---------- Vorliegender Text

Zwei weitere junge Männer hatten denselben Plan gehabt wie ich und so standen wir an der Landstraße und hingen den Daumen raus zum Lüften. Wir hatten ausgemacht, sie dürften mitfahren wenn das Auto zwei Plätze frei hätte, ich hingegen wenn nur noch ein Platz im Wagen frei wäre. Ein paar Autos zogen an uns vorbei, aber nach nicht mal 5 Minuten hielt der Koch der Saltaluokta Fjällstation neben uns an und hatte gar Platz für uns alle und fuhr in die richtige Richtung. Er musste Besorgungen in Gällivare machen, ich wollte dorthin um von dort den Zug zurück nach Kiruna zu nehmen. Hat also alles wunderbar gepasst, wir kamen in Gällivare an, da wäre der Bus in Kebnats noch nicht mal losgefahren, und der Bus hätte zweieinhalb Stunden bis Gällivare gebraucht. Meine Mitfahrgelegenheit wollte zwar ein wenig Spritgeld, aber trotzdem kam ich mit der Hälfte der Kosten gegenüber der Busfahrt nach Gällivare. Wie immer nach so einer Tour ist es ein ganz seltsames Gefühl plötzlich wieder mit 100km/h dahin zu rauschen. Das Bewusstsein, dass eine Stunde Autofahrt etwa eine Tagesetappe auf dem Rad darstellt oder gar 5-6 Tage zu Fuß bleibt einfach eine technische Errungenschaft, die nach einer solchen Entschleunigung wieder schwer zu greifen und wahrzuhaben ist.

--------------------
---------- Aufgeführte Datensätze

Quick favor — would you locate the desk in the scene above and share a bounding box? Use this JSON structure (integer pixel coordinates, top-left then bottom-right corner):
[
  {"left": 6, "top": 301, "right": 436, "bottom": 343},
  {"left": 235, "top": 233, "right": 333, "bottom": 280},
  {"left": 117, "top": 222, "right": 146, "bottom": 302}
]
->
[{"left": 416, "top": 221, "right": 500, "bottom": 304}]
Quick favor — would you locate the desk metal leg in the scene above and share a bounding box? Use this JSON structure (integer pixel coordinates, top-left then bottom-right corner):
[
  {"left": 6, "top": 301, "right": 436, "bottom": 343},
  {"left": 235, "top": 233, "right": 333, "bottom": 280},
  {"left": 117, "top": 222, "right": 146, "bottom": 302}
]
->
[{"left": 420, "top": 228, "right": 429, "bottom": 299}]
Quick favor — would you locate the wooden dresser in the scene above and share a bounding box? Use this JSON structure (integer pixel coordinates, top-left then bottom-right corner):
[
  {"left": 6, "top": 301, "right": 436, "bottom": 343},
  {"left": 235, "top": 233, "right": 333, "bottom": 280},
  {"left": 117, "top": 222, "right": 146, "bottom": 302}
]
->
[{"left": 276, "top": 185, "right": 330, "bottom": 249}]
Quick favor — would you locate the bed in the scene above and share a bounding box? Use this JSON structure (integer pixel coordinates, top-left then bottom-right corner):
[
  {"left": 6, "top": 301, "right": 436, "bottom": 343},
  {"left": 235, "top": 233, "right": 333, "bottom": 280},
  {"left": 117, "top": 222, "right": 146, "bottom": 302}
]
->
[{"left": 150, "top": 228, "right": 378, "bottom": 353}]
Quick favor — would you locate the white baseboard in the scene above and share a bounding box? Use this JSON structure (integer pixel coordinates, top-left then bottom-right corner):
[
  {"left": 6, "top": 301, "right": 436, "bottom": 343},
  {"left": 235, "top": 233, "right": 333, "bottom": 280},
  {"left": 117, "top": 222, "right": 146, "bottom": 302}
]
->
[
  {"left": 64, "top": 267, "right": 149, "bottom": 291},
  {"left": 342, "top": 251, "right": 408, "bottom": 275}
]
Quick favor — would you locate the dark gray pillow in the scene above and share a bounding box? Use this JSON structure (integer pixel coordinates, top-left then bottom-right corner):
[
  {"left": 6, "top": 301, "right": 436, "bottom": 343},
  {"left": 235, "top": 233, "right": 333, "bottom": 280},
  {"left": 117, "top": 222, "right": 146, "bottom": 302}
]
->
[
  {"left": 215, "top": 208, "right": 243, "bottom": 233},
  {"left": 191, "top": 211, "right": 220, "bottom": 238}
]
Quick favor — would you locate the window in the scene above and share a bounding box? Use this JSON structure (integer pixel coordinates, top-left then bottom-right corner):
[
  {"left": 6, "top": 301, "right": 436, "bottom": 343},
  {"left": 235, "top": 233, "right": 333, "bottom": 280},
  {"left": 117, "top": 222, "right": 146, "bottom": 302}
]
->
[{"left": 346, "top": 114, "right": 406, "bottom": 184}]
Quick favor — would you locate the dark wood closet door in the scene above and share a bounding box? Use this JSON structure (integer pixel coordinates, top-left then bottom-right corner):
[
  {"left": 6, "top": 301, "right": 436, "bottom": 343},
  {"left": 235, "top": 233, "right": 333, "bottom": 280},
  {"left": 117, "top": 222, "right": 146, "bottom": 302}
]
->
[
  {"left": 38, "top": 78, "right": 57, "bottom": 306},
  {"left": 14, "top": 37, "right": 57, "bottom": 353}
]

--------------------
---------- Aufgeführte Datensätze

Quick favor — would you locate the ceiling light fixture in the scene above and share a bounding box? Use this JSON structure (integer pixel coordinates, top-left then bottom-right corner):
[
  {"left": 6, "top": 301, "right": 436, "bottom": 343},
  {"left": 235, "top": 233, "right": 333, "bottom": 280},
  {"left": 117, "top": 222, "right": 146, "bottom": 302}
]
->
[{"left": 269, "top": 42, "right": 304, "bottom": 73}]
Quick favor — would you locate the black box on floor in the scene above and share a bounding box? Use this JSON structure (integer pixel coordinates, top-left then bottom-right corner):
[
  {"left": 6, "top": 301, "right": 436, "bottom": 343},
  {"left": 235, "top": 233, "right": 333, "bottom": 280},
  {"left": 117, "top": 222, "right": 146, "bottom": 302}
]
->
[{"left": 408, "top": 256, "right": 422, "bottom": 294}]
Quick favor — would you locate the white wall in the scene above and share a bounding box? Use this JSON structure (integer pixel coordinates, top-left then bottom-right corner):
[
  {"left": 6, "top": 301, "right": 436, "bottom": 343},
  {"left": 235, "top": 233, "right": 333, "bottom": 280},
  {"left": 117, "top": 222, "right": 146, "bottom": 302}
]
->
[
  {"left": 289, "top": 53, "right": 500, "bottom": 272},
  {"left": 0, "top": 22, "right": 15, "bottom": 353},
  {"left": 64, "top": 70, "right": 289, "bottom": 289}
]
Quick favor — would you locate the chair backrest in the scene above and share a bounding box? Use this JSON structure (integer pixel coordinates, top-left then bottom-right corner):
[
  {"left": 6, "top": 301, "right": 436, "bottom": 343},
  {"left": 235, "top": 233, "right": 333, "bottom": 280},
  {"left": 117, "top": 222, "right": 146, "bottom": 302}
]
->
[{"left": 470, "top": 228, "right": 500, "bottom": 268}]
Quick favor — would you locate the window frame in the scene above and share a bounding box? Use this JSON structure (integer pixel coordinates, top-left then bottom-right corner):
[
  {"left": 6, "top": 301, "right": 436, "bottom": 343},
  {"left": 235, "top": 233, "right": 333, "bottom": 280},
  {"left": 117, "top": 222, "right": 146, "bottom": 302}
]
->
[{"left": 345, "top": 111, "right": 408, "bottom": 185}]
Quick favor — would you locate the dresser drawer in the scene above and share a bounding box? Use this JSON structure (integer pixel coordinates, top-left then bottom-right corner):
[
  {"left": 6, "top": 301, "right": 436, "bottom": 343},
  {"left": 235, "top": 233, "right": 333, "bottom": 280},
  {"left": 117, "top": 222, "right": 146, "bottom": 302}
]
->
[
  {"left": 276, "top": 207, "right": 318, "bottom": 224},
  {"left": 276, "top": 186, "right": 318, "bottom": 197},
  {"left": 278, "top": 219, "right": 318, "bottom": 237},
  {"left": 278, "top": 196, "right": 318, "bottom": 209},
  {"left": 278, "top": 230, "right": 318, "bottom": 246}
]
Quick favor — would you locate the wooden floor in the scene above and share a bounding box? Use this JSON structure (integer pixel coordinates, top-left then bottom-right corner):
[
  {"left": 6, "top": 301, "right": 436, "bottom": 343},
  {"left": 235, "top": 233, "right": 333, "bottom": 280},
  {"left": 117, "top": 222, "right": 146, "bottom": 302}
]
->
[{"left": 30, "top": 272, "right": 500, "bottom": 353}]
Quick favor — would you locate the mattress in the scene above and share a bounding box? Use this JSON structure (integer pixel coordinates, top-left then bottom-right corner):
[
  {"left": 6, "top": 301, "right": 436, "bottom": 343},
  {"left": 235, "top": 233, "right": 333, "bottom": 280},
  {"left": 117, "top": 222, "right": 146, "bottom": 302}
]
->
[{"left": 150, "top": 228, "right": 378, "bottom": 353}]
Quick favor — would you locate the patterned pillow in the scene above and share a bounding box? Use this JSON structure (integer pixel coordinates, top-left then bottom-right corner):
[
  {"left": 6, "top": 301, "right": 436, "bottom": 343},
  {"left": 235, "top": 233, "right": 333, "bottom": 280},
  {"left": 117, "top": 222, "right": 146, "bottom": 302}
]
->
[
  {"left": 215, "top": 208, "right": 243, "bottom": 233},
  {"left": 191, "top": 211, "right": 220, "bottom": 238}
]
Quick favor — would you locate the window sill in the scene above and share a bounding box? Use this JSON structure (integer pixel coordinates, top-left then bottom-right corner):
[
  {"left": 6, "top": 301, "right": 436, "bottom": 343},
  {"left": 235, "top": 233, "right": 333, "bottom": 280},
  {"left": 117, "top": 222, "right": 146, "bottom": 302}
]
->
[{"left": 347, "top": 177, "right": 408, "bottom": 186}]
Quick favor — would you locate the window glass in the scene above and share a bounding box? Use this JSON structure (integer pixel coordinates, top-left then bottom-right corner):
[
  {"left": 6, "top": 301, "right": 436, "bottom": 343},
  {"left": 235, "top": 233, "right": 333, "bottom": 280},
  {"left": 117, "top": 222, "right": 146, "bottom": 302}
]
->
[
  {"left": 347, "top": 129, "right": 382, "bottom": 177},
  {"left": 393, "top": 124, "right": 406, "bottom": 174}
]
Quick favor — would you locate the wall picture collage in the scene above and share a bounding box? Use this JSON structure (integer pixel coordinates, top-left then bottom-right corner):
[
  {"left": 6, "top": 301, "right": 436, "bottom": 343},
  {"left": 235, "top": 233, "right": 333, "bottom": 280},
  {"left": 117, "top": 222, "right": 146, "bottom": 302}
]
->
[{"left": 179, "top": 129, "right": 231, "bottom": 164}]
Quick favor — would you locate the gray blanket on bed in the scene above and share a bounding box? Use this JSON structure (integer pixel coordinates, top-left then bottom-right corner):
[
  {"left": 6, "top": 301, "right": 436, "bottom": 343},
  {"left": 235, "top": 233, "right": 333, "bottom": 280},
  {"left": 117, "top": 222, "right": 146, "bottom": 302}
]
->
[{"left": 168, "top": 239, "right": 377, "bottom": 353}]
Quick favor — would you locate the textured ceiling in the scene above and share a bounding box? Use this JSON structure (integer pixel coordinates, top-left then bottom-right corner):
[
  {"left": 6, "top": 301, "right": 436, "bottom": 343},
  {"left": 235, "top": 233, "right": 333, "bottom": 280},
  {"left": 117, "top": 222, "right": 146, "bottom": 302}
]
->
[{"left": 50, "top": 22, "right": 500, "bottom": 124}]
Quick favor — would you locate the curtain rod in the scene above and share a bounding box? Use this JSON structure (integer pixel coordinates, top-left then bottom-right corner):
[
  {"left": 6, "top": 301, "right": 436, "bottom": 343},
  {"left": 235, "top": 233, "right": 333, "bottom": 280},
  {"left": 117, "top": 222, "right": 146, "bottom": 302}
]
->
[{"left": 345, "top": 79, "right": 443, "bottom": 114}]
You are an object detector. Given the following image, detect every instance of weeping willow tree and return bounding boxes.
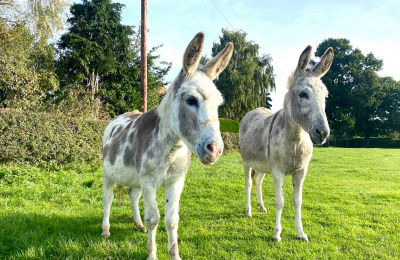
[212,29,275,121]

--------------------

#### Gestellte Aufgabe
Setze bitte den Reisebericht über die Fahrt per Anhalter nach Gällivare im Anschluss an seinen letzten Satz fort.

#### Antwort
Zurück auf der Straße hatte ich auch erstmalig nach dem Start der Wandertour in Ritsem den Flugmodus des Telefons ausgeschaltet und so wurde ich mit Emails, SMS und Whatsapp-Nachrichten geflutet. Ich hatte vor dem Start der Wanderung Freunden und Verwandten Bescheid gegeben, dass ich zwischen dem 1. und dem 3. August wieder auftauchen würde, da am 4. August mein Rückflug ging. Nun hatte ich die Tour wegen der Sarek Exkursion ja ein wenig verlängert und so war heute tatsächlich der 3. August. Meine Mutter ist (typisch Mama! 😉 ) natürlich völlig durchgedreht und hatte bei den Hütten mit Telefonempfang sogar angerufen und gefragt ob ich dort irgendwo aufgetaucht wäre. Fehlte eigentlich nur noch, dass sie einen Suchhubschrauber oder zumindest einen Himmelsschreiber losgeschickt hätte. So konnte ich sie beruhigen und beweisen dass ich wieder in einem Stück aus der Wildnis zurückgekehrt war. Ich habe bereits nach wenigen Minuten gemerkt, dass ich diese Nachrichtenflut keineswegs vermisst hatte, die digitale Auszeit beim Wandern hat mir sehr gefallen. Klar distanziert man sich so von Weltpolitik und –geschehen, allerdings dreht sich die Erde auch ohne meine Beobachtung weiter.

In Gällivare hatte ich mir schnell und unkompliziert per App meinen Zug nach Kiruna gebucht. Dieser kam aber mit ordentlich Verspätung in Gällivare an und auf dem Weg nach Kiruna blieben wir mehrfach aufgrund von Reparaturarbeiten und Gleisbauarbeiten stehen. So habe ich knappe 1,5h verloren, hatte jedoch keinen Zeitdruck. Vom Bahnhof den gratis Busshuttle zum Busbahnhof und dann ging es die letzten Meter zu Fuß zum Hostel. Fühlte sich merkwürdig an mit diesem leichten Rucksack und auf Asphalt zu wandern.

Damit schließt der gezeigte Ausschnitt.